───── Texte à analyser ─────

Dans une étude publiée lundi, des scientifiques américains et mexicains estiment que la sixième extinction de masse des espèces est largement sous-estimée.
L'extinction des espèces s'accélère et ne concerne pas uniquement les animaux considérés comme menacés. On pourrait résumer ainsi les conclusions d'une étude réalisée par des chercheurs américains et mexicains et publiée lundi dans les Proceedings of the National Academy of Science of the United States of America, repérée par Le Monde.
Une "sixième extinction de masse". Les principaux auteurs de ce document sont spécialistes du sujet : en 2015, certains d'entre eux avaient déjà publié un rapport dans la revue Sciences Advances, prédisant que le monde entrait dans sa sixième "extinction de masse" - la cinquième remontant à 66 millions d'années. Des extinctions qui, dans la plupart des cas, "bouleversent le statu quo et permettent à des groupes qui étaient précédemment secondaires de devenir dominants", prévenait Matthew Wills, l'un des chercheurs.
L'étude publiée lundi et réalisée à partir d'un échantillon de 27.600 espèces de vertébrés, s'inscrit dans la continuité de ce travail. D'emblée, les scientifiques posent leur diagnostic : "la sixième extinction de masse est plus importante que l'on ne croit." Pour arriver à cette conclusion, ils établissent un distinguo entre la disparition des espèces, plus lente, et celle des individus, déjà alarmante.

───── Les données ─────

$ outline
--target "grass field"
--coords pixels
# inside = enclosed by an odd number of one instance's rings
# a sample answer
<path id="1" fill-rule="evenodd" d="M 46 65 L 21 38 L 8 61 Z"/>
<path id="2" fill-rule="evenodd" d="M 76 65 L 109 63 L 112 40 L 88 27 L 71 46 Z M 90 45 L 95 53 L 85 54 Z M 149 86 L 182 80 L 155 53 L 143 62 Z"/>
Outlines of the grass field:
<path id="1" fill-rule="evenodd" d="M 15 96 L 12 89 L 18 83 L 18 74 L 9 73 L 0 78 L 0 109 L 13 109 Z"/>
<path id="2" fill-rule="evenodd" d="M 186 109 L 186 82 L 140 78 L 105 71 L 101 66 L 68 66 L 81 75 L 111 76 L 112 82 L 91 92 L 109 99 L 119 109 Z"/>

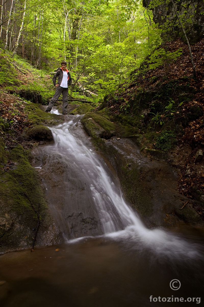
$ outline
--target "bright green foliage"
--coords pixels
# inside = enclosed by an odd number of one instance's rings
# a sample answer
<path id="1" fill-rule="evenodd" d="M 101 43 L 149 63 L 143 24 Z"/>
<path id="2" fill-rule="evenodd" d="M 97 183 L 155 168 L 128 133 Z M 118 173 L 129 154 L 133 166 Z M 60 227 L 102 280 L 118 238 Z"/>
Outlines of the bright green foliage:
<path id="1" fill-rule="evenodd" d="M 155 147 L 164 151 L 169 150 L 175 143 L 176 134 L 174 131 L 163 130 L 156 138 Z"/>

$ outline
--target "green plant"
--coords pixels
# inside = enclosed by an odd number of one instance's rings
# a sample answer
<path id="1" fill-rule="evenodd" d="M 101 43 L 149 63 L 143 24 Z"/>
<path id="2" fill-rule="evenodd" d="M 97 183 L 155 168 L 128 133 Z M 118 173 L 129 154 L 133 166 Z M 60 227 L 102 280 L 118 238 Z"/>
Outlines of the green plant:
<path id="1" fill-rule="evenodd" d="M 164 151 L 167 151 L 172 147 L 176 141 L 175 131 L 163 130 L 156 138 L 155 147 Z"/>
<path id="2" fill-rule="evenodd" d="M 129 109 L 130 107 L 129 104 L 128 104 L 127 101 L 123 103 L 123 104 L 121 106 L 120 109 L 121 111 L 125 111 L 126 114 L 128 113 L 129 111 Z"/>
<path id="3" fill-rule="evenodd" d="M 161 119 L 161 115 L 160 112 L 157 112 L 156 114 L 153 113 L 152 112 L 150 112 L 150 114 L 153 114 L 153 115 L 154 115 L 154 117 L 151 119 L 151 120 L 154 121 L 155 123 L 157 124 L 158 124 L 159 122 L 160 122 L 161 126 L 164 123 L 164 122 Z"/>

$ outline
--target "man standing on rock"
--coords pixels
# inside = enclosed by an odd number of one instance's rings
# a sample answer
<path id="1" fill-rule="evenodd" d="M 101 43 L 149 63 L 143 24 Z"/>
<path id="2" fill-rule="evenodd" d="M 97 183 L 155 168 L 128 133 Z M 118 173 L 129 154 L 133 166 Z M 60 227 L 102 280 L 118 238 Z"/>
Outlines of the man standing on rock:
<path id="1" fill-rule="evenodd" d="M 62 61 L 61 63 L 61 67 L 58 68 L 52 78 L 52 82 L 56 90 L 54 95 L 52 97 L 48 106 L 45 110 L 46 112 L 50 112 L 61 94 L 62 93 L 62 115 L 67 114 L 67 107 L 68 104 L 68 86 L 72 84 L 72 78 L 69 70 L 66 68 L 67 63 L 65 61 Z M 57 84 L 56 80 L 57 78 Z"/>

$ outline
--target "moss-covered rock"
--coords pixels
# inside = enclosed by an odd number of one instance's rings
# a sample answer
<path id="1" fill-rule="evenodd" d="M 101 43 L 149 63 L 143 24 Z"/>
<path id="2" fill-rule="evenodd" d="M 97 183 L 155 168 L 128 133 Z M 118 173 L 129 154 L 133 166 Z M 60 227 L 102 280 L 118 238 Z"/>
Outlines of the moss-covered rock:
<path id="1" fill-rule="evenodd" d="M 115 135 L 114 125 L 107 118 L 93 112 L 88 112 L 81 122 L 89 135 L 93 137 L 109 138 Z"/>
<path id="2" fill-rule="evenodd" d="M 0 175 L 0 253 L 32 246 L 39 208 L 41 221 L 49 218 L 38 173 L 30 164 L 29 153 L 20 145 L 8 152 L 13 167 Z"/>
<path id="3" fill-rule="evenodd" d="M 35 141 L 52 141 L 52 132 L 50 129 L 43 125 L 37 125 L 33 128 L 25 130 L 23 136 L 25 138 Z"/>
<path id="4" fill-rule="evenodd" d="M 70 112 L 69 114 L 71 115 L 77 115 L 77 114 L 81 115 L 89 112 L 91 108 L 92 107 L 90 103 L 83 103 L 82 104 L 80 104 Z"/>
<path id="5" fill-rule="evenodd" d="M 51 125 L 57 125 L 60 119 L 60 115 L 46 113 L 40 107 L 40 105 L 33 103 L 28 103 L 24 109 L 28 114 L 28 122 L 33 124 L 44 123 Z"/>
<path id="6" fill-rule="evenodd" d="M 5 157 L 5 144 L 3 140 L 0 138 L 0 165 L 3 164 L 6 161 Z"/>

─────

Énoncé du problème :: Poursuivez l'article sur la sixième extinction de masse des espèces en reprenant juste après sa dernière phrase.

Espace de réponse ::
Un "sévère déclin de population". "Dans notre échantillon, qui comprend presque la moitié des vertébrés connus, 32% voient leur population baisser, en termes de taille mais aussi de zone géographique de répartition", écrivent les auteurs. Ces derniers se sont tout particulièrement penchés sur l'analyse détaillée des évolutions de population de 177 mammifères, entre 1900 et 2015. Tous ont perdu au moins 30% d'aire de répartition, et plus de 40% ont connu un "sévère déclin de population".
En 2016, il ne restait ainsi plus que 7.000 guépards et 35.000 lions d'Afrique (soit 43% de moins qu'en 1993) sur Terre. Les girafes ont, elles, vu leur population passer de 115.000 en 1985 à 97.000 aujourd'hui. Et, selon l'étude, ce constat ne se limite pas aux espèces reconnues comme menacées. "Nous concluons que le taux de perte de population chez les vertébrés terrestres est extrêmement élevé, même chez les espèces considérées comme peu préoccupantes", indique le rapport.
Un phénomène qui s'accélère. Les scientifiques mettent également l'accent sur l'accélération du phénomène, rappelant que près de 200 espèces vertébrées se sont éteintes au cours des cent dernières années. "Cela représente environ deux espèces par an", rappellent-ils. "Or, si l'on se fie au taux d'extinction "normal" de ces deux derniers millions d'années, ces 200 espèces auraient dû mettre jusqu'à 10.000 ans à disparaître."
Rappelant que "la disparition des populations précède toujours l'extinction des espèces", les chercheurs estiment donc que "la sixième extinction de masse est bien plus avancée que ce que l'on croit" et déplorent que la communication sur le sujet ne se concentre que "sur quelques centaines d'espèces". Selon eux, "la fenêtre de tir pour une action efficace" n'est plus que de "deux à trois décennies", après quoi l'extinction, due à la disparition des habitats et à la surexploitation par l'homme, mais aussi au changement climatique, ne pourra plus être enrayée.